Data extracted from a collection
BEGIN
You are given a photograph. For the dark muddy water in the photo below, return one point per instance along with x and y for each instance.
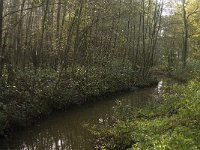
(64, 131)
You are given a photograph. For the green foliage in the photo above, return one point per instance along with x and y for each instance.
(174, 124)
(32, 95)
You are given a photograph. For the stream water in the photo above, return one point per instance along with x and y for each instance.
(64, 131)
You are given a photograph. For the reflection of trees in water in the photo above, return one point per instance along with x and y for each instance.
(63, 131)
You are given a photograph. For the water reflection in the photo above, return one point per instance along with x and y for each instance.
(63, 130)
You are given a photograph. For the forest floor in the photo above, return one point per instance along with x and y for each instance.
(24, 104)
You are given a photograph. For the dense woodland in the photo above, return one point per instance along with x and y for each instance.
(55, 53)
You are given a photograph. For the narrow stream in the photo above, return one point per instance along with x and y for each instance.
(64, 131)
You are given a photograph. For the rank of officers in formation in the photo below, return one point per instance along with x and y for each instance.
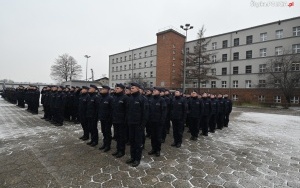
(134, 112)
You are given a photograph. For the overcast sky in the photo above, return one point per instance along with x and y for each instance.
(35, 32)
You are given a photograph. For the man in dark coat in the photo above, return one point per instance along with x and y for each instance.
(105, 117)
(82, 107)
(178, 117)
(157, 116)
(92, 110)
(137, 119)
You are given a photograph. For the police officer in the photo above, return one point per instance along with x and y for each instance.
(195, 107)
(59, 106)
(228, 109)
(119, 104)
(214, 113)
(157, 116)
(206, 114)
(92, 110)
(221, 114)
(178, 117)
(82, 107)
(137, 119)
(105, 116)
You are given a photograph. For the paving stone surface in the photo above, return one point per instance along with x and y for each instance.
(260, 148)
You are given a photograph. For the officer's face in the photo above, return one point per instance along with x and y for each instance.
(177, 93)
(134, 89)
END
**TASK INSTRUCTIONS**
Copy the data verbatim, skipping any image it holds.

**TASK OUTPUT**
You are given a photograph. For the dark muddy water in the photo below, return one point per instance along with x and y for each instance.
(64, 131)
You are given a photograph. For the green foliage in the photo above, return one point per instance along with x and y for each instance.
(174, 124)
(32, 95)
You are given a photograph. For the stream water in the photo above, return one point per instance along with x and y for each instance.
(64, 131)
You are given a photograph. For the reflection of trees in water in the photo above, return one point per instance along with x and y for each instance.
(63, 131)
You are given a photograph. For the water reflection in the photo above, return one point per instance along with x and y for each instance.
(63, 130)
You are given a photograph. For the forest floor in the photo above, return one point per instance along with x and y for each instance.
(24, 104)
You are given a photograph. For the dense woodland in the photo above, return one point per instance along with x and y for each instance.
(55, 53)
You are given a photograph. For the narrow stream in the photo above, return one point per instance along with x and y for each instance.
(64, 131)
You are given a photograph. For the rank of officers in formation in the photo below, return one point per instance along with x and y for each instance.
(134, 112)
You are given a photograph. For the overcast sky in the photo above, return one point per instance along with x and y for each instance.
(35, 32)
You are given a photograph. For the man in dark coat in the photo above, return one point per instance along with x and y for each instance.
(105, 117)
(82, 107)
(178, 117)
(157, 116)
(92, 110)
(137, 119)
You are given a photograph. For the police officer in the photo above, return one point per instance along with x and y for each instance.
(195, 107)
(59, 106)
(228, 109)
(119, 104)
(214, 113)
(157, 116)
(206, 114)
(92, 110)
(221, 114)
(178, 117)
(82, 107)
(137, 119)
(105, 116)
You are given a photograph. For the paving stone surface in the photo above, return one point per instance along with x and y for each instance.
(260, 148)
You are given a photograph. For the officer's face in the photo above, return one point per instance along with x and y for each instance.
(177, 93)
(134, 89)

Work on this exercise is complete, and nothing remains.